# START OF RECORD EXTRACTS

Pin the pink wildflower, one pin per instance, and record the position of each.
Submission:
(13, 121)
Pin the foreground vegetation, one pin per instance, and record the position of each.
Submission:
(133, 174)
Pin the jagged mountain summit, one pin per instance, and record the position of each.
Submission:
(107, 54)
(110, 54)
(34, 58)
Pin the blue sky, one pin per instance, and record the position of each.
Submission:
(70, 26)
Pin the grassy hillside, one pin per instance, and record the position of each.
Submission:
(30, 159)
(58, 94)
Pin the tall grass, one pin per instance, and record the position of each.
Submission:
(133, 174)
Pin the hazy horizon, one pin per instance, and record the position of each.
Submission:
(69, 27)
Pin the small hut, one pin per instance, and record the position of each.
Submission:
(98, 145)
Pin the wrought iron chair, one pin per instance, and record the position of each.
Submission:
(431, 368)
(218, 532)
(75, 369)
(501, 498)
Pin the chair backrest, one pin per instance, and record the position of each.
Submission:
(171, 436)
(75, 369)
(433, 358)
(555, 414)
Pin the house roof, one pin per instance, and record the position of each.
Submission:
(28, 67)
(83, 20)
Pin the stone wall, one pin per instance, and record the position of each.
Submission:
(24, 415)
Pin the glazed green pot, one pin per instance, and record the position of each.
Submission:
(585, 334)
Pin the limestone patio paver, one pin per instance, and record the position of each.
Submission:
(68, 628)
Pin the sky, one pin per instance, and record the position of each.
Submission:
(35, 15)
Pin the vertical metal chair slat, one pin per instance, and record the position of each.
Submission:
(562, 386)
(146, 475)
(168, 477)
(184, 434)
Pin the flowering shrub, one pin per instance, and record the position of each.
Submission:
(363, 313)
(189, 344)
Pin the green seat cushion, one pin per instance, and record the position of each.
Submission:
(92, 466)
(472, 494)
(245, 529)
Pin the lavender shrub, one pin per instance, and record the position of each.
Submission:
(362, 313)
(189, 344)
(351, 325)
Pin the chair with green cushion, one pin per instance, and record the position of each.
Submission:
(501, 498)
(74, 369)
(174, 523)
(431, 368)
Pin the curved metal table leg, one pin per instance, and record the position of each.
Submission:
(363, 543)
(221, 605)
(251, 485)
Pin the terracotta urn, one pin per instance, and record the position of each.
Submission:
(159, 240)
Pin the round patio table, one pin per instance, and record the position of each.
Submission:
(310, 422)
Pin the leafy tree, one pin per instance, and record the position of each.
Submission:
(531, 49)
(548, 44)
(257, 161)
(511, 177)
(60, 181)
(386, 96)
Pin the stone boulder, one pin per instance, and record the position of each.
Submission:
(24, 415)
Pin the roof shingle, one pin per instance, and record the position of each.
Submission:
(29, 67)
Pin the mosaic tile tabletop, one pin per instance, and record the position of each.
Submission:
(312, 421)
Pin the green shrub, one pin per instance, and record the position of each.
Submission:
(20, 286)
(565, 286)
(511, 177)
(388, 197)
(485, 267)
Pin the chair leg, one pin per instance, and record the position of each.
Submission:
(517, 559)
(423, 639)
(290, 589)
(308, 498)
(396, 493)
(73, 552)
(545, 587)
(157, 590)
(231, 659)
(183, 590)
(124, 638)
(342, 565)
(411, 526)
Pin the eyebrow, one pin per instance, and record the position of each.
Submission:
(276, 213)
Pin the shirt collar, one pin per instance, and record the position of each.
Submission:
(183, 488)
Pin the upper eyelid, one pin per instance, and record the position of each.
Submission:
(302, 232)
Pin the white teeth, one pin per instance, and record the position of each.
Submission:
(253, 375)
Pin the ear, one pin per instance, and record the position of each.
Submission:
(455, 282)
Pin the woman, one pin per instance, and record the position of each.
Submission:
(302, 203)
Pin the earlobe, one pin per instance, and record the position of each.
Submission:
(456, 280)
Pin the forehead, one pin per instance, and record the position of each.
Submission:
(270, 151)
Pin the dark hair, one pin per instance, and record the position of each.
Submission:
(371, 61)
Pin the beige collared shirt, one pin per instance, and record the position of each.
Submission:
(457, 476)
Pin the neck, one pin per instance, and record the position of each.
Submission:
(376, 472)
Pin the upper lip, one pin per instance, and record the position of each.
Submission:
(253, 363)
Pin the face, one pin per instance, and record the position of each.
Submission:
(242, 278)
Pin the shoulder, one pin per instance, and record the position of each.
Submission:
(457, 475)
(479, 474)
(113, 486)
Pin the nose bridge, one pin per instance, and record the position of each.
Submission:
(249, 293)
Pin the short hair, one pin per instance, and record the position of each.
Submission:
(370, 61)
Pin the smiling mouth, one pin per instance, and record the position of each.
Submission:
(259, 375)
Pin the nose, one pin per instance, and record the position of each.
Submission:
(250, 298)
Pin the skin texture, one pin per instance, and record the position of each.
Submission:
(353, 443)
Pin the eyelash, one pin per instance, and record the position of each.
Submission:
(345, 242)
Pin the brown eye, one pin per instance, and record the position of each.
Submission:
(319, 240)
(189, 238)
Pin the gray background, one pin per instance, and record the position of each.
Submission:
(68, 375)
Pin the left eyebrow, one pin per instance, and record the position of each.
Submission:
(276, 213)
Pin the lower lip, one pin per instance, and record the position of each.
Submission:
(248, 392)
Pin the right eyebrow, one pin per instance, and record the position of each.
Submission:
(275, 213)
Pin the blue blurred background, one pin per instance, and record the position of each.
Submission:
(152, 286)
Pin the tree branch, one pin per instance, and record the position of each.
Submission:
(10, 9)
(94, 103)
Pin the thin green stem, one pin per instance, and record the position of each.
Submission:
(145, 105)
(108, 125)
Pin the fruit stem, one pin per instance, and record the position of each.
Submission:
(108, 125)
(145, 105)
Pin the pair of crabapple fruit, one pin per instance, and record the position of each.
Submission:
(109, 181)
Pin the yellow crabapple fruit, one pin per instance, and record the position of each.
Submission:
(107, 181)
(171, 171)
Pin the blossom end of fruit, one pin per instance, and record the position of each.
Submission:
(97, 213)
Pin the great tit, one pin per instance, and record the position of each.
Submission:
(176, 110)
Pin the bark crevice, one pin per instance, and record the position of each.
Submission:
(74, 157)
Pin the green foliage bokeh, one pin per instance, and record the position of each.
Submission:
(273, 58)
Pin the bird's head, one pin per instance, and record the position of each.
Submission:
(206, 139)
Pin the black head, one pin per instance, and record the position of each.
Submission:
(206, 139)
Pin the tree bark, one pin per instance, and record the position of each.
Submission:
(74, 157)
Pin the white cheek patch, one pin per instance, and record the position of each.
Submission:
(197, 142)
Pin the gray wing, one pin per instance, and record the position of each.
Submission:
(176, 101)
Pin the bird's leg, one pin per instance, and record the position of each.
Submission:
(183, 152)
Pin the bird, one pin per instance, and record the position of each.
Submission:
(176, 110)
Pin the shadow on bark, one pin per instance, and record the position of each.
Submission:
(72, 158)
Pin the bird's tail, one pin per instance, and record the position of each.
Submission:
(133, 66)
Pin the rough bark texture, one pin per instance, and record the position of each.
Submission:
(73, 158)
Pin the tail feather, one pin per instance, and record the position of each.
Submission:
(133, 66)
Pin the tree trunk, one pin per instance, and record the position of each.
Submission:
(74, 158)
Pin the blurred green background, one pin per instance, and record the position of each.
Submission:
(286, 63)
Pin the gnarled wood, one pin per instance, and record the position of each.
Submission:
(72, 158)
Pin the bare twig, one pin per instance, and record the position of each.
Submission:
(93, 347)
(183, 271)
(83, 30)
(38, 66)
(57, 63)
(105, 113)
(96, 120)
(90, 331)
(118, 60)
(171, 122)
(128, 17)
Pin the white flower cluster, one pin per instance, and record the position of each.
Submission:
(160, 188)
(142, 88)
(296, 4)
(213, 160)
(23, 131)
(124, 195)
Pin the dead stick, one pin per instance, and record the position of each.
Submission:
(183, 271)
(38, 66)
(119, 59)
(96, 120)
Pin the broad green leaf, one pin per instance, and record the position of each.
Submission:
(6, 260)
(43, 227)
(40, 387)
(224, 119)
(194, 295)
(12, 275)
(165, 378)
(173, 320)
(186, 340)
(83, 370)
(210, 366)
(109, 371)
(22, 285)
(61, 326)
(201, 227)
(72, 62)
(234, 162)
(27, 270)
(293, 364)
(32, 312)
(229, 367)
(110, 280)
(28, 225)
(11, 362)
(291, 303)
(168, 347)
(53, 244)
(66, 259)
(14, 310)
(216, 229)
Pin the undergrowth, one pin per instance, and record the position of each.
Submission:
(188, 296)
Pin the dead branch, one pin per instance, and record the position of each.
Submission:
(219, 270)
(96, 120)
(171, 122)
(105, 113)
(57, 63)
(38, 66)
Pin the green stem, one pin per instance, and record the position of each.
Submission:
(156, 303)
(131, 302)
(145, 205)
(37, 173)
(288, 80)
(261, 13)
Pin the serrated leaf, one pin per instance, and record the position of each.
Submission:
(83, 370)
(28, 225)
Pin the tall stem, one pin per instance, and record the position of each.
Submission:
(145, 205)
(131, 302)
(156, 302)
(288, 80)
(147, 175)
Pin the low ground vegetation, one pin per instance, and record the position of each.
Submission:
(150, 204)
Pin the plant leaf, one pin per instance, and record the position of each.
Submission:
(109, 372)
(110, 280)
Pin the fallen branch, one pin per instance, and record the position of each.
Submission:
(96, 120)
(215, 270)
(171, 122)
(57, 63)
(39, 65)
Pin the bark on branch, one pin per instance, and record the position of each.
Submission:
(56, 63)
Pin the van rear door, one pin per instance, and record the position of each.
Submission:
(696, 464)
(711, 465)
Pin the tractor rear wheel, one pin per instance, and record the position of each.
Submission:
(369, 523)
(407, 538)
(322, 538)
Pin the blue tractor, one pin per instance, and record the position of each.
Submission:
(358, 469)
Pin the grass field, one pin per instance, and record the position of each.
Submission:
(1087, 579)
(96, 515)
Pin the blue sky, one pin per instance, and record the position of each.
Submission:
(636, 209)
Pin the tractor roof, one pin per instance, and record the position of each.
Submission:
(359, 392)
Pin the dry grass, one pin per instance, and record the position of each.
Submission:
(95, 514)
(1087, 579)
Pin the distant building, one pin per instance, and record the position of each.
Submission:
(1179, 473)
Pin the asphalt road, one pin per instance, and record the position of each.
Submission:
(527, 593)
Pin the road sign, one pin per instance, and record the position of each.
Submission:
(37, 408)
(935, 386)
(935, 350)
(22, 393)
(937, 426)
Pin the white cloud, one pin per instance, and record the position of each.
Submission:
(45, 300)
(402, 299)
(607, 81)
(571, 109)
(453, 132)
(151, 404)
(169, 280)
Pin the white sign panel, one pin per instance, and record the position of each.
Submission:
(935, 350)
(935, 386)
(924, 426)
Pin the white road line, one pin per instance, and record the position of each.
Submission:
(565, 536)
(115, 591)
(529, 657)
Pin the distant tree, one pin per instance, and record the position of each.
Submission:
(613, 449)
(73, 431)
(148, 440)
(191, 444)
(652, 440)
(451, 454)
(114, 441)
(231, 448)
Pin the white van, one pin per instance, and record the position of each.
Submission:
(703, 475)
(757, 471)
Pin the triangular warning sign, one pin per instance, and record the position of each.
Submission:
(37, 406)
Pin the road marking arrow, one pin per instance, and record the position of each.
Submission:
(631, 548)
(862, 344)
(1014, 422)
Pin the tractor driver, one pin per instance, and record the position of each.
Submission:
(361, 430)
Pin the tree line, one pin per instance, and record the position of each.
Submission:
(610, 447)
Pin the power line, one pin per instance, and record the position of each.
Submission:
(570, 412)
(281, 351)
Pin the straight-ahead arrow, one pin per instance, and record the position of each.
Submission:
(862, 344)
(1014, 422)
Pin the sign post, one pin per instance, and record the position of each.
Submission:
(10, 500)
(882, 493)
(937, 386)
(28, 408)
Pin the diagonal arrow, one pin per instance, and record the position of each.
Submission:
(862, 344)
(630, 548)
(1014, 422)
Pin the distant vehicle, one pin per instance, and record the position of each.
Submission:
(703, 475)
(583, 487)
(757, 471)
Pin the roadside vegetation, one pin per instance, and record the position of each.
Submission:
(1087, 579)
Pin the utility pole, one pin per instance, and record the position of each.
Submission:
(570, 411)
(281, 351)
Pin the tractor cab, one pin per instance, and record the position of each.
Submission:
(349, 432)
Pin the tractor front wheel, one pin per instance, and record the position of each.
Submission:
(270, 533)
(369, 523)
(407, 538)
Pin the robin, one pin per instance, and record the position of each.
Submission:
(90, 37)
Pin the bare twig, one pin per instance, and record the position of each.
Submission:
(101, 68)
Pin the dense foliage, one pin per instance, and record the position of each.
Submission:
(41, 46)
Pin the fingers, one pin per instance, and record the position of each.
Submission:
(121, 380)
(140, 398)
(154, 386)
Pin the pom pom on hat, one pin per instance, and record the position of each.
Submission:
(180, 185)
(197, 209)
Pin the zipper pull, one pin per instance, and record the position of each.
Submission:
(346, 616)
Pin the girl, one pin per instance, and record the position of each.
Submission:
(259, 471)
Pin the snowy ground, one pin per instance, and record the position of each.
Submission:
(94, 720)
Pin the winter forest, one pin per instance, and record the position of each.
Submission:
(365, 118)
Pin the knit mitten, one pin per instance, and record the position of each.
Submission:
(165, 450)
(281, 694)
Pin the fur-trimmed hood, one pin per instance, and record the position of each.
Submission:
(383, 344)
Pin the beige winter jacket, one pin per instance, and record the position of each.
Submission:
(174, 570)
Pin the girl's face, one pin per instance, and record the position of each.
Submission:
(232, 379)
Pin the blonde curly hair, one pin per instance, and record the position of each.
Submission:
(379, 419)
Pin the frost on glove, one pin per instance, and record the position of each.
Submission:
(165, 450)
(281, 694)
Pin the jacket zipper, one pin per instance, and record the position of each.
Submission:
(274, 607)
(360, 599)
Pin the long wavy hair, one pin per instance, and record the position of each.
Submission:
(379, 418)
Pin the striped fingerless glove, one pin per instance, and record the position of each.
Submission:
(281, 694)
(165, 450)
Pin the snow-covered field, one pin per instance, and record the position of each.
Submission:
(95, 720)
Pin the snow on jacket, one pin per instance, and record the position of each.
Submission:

# END OF RECORD EXTRACTS

EXERCISE DETAILS
Rewrite the lines from the one containing "Pin the snow on" through the last of the entries, inclusive, changing "Submission" to "Response" and keeping everything else the same.

RESPONSE TO THE TASK
Pin the snow on jacket, one pin per instance, and record the position of each.
Response:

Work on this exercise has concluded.